**Task statement:** Rewrite the entries below, swapping every "one line each" for "each on its own line" and keeping everything else the same. Leave out the pictures.

**Data entries:**

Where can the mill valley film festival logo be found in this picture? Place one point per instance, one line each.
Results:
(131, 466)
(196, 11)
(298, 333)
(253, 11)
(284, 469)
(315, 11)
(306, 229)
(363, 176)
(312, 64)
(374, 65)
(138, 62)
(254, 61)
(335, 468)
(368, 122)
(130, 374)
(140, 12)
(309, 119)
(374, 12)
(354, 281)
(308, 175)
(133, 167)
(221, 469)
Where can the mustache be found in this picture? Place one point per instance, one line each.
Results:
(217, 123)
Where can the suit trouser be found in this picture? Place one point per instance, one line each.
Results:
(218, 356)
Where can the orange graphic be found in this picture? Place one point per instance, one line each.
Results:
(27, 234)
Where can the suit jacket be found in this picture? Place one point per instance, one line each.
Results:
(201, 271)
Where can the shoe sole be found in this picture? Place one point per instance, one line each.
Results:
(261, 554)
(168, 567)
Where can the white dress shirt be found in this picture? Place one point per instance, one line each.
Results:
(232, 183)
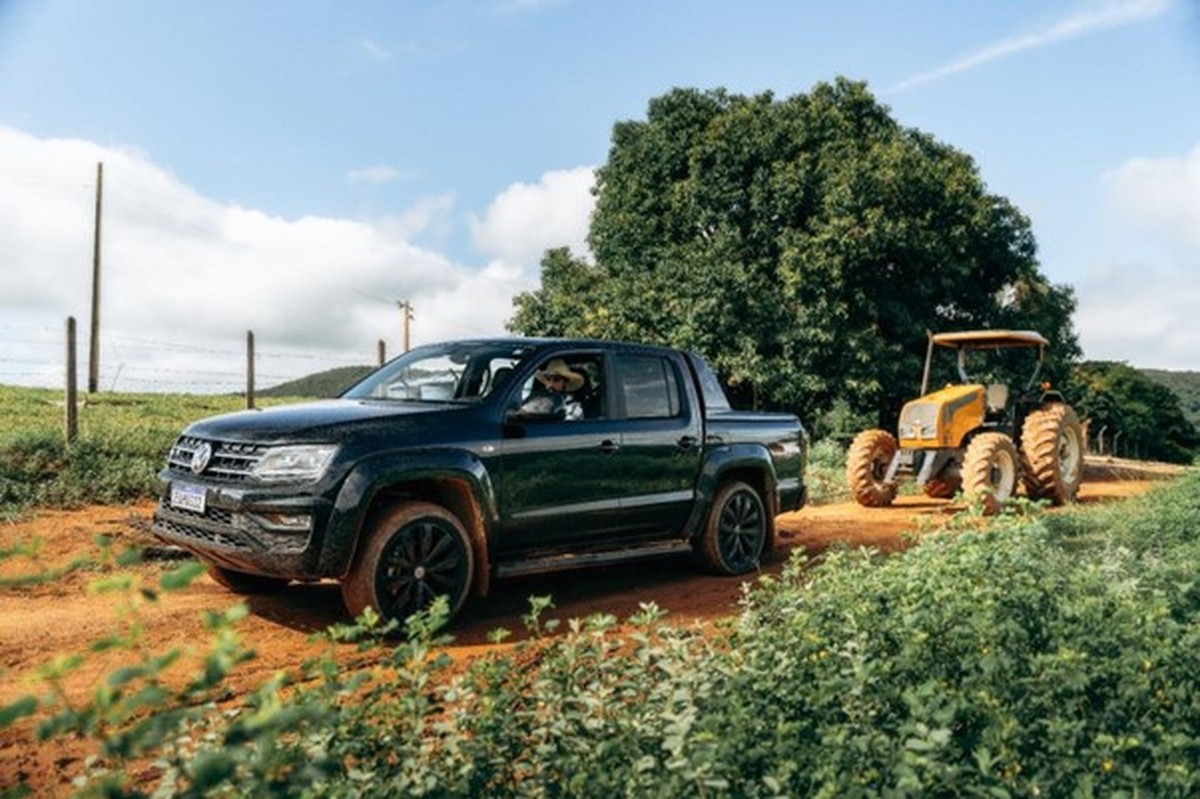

**Solution:**
Where can the mill valley film festival logo be found in this picture? Place one point per instance, each on its own line.
Results:
(131, 466)
(196, 11)
(298, 333)
(253, 11)
(284, 469)
(315, 11)
(306, 229)
(363, 176)
(312, 64)
(374, 65)
(138, 62)
(254, 61)
(335, 468)
(368, 122)
(130, 374)
(140, 12)
(309, 119)
(374, 12)
(354, 281)
(308, 175)
(133, 167)
(221, 469)
Where can the mustache be found in this picture? Place one point per instance, each on its own line.
Results:
(217, 123)
Where can the suit trouser be found in this picture? Place one point per instance, each on its own line.
Results:
(218, 356)
Where can the orange graphic be found in this picture? Place one point per instance, each on its own line.
Results:
(27, 234)
Where can the suit jacket be found in this picture? Place one point per instance, each on its own line.
Results:
(201, 271)
Where can the shoe sole be found in this picture? Place one point per instance, each on its own line.
Results:
(261, 554)
(168, 567)
Where can the white dress shirt be found in this picture? Place one point per instance, each on its own line.
Results:
(232, 183)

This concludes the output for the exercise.